**Data section**:
- Opening Delimiter -
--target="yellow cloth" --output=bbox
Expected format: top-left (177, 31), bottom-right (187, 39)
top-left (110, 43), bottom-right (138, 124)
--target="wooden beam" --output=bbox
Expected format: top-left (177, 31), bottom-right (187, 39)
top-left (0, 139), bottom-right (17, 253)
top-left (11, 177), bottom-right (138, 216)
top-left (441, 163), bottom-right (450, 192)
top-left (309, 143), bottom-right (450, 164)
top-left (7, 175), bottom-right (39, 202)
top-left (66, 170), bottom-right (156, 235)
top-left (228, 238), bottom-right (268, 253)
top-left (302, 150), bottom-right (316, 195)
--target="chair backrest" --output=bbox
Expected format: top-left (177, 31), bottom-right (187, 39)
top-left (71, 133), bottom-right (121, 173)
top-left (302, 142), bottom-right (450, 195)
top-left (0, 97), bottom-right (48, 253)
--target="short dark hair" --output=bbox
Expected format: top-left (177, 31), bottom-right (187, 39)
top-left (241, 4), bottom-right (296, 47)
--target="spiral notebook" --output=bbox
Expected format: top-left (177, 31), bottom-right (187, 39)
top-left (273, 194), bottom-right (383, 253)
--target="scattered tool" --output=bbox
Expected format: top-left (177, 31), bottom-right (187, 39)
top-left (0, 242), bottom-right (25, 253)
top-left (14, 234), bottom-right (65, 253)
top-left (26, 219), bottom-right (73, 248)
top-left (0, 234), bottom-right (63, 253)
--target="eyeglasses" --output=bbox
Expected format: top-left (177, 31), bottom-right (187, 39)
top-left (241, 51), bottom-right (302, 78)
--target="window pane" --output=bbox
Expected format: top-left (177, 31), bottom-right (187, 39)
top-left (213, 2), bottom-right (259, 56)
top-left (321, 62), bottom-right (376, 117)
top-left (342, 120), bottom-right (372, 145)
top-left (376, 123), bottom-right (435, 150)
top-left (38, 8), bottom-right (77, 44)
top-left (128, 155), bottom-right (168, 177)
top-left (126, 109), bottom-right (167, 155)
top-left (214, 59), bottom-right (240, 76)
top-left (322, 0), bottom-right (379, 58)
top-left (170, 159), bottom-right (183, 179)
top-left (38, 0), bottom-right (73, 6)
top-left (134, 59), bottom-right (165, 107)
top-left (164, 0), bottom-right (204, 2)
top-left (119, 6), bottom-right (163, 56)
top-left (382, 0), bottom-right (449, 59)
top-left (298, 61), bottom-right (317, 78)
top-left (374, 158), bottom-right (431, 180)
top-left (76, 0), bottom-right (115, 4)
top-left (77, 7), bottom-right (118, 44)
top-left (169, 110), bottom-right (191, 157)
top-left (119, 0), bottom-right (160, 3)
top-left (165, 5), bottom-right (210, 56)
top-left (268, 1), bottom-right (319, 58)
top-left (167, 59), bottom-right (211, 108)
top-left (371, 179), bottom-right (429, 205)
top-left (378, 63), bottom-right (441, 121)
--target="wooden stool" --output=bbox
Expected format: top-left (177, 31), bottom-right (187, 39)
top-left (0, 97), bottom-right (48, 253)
- Closing Delimiter -
Lines in the material above that include the string "output" should be listed.

**Response**:
--target="yellow cloth" --output=bbox
--target="wooden beam" --output=bbox
--target="chair backrest" --output=bbox
--target="short dark hair" --output=bbox
--target="spiral notebook" --output=bbox
--target="scattered tool" --output=bbox
--target="eyeglasses" --output=bbox
--target="window pane" --output=bbox
--target="wooden stool" --output=bbox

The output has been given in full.